* _What you will do_:
Please reproduce every line of the records from the start through the line containing "[0,327,298,374]", inclusive, and adjust each bounding-box coordinate in the answers by -105. Leave the pictures out.
___ Dataset extract
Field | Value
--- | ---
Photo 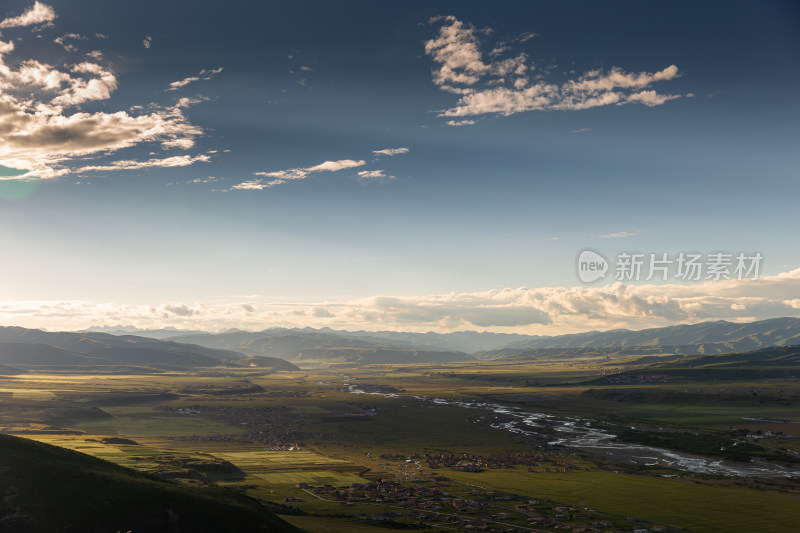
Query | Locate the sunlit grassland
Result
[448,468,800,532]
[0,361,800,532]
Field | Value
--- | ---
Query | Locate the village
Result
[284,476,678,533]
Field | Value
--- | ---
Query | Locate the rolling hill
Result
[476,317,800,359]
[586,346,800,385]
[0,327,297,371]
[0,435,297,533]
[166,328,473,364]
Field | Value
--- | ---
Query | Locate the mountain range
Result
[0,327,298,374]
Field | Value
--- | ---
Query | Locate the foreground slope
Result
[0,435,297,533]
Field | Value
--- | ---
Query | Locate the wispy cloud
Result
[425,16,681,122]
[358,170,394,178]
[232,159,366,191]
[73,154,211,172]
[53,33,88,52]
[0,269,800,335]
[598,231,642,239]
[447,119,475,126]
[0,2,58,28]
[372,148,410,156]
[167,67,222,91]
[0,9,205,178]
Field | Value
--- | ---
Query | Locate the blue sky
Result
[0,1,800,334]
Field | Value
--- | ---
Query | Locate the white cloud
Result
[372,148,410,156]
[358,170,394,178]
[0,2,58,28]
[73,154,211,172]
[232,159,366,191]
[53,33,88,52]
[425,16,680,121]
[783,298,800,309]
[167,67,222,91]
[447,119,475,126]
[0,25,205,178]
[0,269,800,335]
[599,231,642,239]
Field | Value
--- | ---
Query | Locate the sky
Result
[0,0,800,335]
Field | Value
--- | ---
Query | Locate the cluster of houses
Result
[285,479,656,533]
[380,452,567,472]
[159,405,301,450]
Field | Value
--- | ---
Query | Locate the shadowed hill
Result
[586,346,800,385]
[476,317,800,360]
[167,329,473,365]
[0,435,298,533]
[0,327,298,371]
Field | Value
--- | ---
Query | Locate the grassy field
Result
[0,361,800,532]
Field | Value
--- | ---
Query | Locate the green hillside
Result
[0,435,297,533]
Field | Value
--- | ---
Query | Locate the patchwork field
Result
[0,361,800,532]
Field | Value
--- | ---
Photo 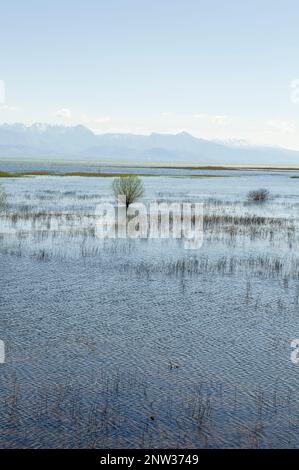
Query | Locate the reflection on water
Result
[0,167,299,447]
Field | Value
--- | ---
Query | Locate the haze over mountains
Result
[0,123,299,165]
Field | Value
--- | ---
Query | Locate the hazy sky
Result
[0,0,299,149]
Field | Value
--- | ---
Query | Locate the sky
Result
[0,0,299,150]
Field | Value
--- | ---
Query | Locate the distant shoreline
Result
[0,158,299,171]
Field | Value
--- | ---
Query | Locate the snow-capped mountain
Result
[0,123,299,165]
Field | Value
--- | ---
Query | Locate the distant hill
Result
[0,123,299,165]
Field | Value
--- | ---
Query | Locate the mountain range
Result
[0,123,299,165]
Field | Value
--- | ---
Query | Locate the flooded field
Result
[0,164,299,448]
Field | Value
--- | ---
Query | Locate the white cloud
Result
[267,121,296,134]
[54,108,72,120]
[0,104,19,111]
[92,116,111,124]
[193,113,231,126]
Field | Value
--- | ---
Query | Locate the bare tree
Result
______
* _Task solution_:
Field | Value
--- | ---
Photo 
Query | Locate the sunlit grassland
Result
[343,363,695,427]
[-105,256,695,427]
Field | Value
--- | ---
Query | Locate the village
Result
[179,371,573,428]
Field | Value
--- | ---
Query | Locate the rolling hill
Result
[371,212,695,254]
[481,241,695,280]
[-105,222,192,266]
[-105,330,192,428]
[61,223,368,259]
Field | Value
--- | ---
Query | Locate the mountain range
Result
[-105,222,193,269]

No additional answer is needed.